◆ Input records ◆
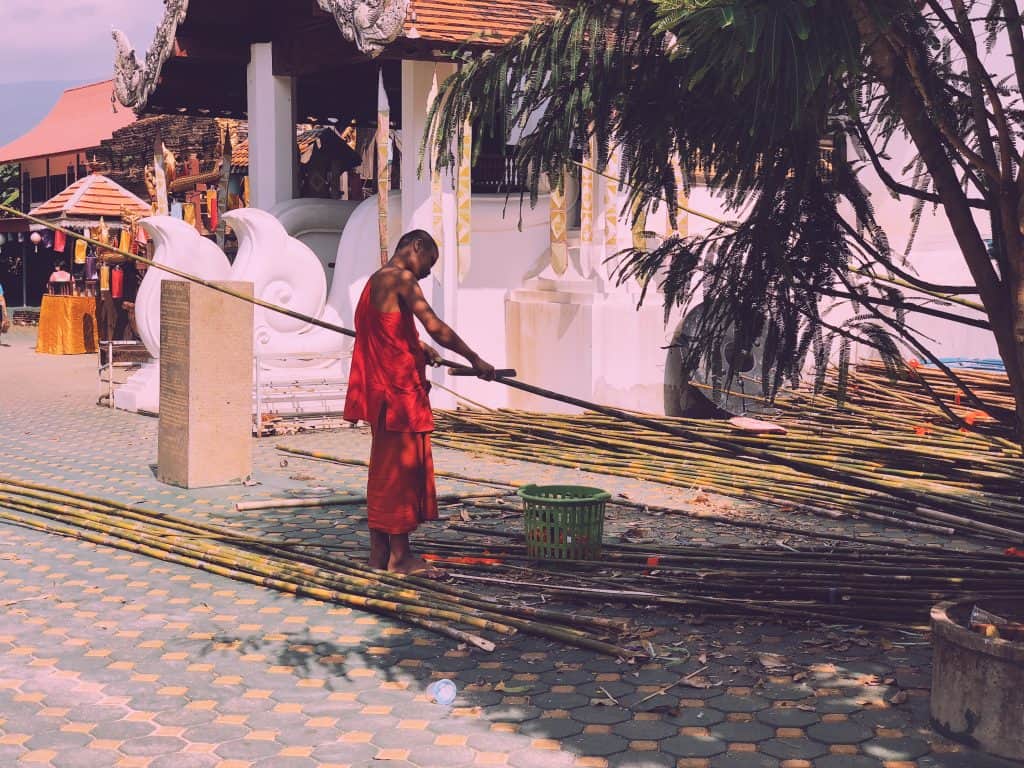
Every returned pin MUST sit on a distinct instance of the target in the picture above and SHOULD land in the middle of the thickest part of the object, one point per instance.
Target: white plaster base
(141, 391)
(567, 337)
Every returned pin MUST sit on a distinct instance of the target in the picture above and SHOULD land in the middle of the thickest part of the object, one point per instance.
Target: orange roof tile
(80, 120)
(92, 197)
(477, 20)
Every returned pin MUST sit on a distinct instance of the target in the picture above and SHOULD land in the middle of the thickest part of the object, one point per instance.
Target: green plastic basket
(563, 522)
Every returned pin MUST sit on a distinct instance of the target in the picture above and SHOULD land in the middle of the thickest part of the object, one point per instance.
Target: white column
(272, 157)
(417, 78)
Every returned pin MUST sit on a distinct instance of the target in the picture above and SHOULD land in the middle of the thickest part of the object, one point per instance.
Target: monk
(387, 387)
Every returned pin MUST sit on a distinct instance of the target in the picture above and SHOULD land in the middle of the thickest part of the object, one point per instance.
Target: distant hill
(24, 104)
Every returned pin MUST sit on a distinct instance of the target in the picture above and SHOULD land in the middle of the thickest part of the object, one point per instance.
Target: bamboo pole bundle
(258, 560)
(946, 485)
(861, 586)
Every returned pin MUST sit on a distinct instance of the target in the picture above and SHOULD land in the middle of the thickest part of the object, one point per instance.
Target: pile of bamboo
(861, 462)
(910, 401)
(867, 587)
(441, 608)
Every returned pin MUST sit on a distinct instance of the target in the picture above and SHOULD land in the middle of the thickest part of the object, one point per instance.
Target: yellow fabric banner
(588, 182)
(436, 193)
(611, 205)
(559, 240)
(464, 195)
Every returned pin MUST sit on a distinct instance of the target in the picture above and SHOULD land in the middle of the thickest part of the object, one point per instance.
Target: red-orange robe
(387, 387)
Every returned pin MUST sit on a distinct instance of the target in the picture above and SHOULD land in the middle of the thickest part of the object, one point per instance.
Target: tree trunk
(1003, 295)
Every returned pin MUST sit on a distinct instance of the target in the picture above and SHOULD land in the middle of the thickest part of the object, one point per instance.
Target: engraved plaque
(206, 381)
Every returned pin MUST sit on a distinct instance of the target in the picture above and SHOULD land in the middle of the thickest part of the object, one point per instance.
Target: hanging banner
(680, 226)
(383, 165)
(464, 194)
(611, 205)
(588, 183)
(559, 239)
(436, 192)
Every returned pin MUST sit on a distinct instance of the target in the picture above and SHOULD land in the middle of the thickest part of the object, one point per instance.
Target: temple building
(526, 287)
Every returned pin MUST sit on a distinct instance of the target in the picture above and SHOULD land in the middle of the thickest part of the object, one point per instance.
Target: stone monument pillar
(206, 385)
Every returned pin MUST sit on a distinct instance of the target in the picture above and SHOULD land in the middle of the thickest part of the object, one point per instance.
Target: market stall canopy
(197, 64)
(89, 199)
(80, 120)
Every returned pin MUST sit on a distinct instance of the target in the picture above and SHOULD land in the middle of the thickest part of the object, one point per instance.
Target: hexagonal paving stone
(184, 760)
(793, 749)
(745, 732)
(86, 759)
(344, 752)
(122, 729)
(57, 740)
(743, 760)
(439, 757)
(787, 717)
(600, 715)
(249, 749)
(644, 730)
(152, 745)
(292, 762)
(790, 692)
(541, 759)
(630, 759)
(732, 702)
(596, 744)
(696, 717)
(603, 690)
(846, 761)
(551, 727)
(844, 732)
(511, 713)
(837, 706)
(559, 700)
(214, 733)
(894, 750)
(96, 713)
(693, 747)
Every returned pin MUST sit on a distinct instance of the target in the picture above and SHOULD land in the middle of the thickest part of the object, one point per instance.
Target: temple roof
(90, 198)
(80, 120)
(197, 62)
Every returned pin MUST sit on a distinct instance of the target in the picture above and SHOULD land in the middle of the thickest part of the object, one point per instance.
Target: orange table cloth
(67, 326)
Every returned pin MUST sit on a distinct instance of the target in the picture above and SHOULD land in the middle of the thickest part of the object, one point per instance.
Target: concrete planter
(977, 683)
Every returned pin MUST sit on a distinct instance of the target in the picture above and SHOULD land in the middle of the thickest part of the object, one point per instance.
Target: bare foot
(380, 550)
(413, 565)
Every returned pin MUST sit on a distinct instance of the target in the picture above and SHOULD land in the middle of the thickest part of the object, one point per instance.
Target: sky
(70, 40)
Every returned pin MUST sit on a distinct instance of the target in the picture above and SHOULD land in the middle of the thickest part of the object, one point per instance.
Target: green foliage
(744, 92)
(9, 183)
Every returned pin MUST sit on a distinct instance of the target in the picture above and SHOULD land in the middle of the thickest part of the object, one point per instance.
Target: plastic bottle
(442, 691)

◆ Directions for this task ◆
State how many lines in the items above contain the string "temple", treating uppercase and lowercase letters as distinct. Give only the number.

◆ Result below ◆
2